* [GIVEN EXERCISE] Please pull out every line of the material below that contains the string "foot". Case counts.

======== DATA PROVIDED

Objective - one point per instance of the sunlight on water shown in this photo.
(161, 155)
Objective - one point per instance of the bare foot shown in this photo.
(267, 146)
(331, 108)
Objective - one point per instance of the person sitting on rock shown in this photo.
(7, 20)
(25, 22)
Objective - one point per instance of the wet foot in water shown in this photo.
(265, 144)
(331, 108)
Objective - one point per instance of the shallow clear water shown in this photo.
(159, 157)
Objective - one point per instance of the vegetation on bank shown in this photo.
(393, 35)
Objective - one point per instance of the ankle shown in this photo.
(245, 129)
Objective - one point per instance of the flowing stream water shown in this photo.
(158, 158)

================
======== DATA PROVIDED

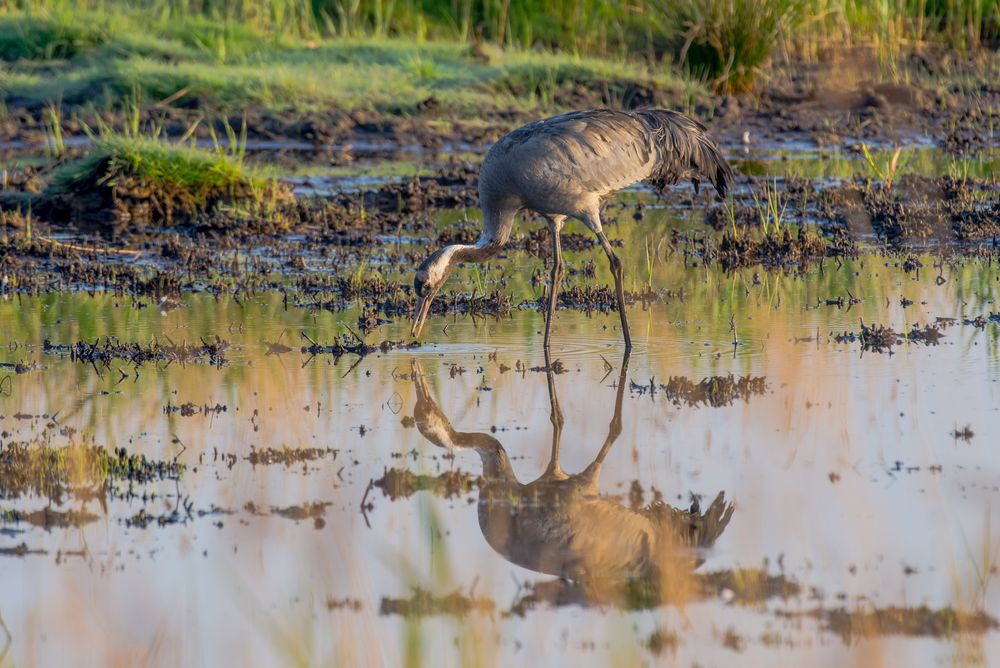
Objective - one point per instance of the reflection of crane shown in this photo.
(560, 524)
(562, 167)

================

* [COMPLETED TASK]
Objective - one point per instance of the bare foot shown in this photo.
Objective - one point per instance of the wet foot in water shown in this photo.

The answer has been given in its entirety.